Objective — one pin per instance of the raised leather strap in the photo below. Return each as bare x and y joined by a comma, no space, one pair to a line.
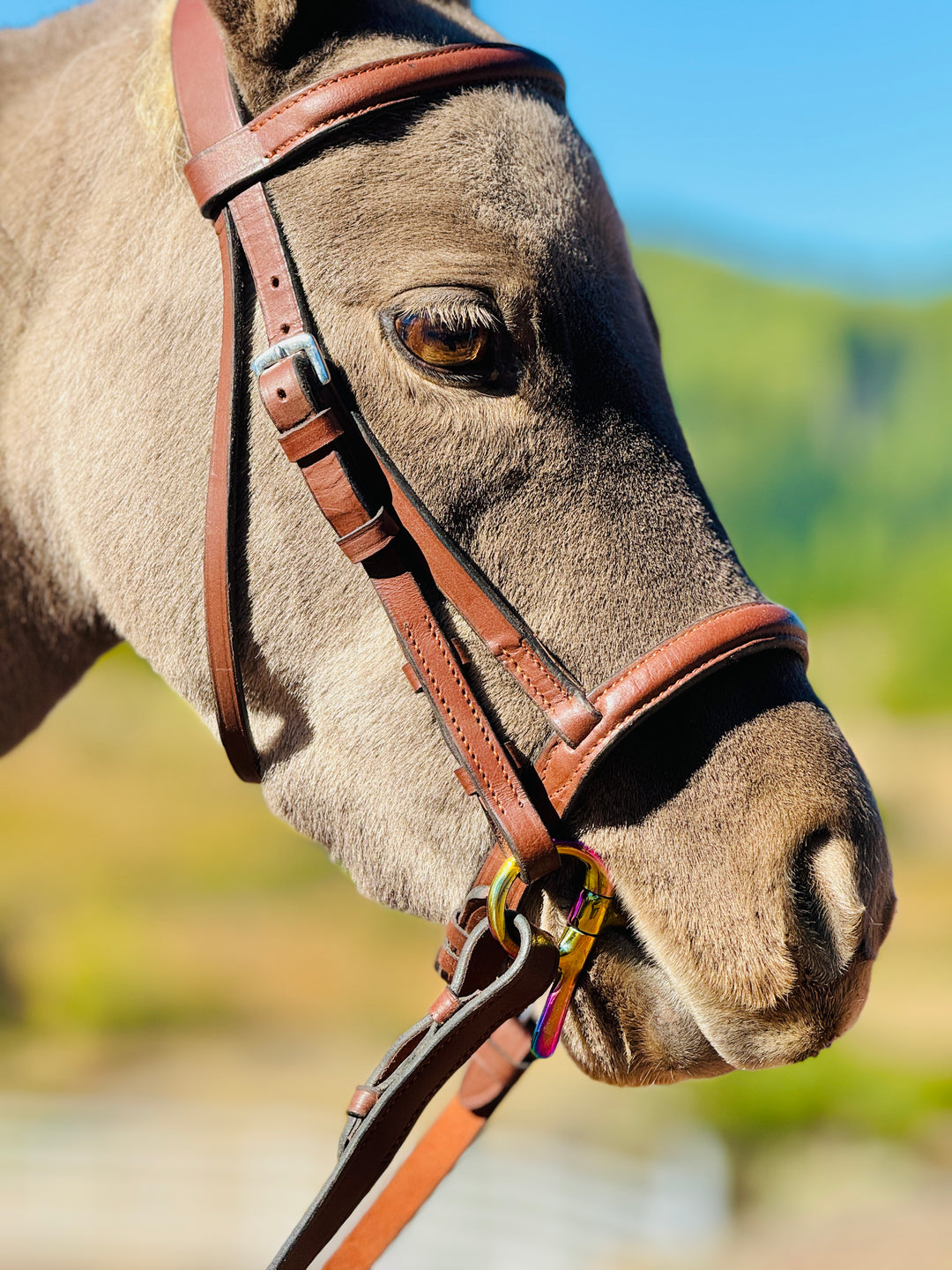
412,1073
231,163
553,689
490,1074
658,676
219,533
▬▬▬▬▬▬▬▬▬▬
▸ **Exercise requirements**
Give the listing again exactly, but omit each image.

▸ **Response**
Objective — one pin per instance of the raised leather strap in the photo below. Return each as bare x and y joined by a comma, no space, one pair to a line.
412,1073
231,163
553,689
490,1074
658,676
219,533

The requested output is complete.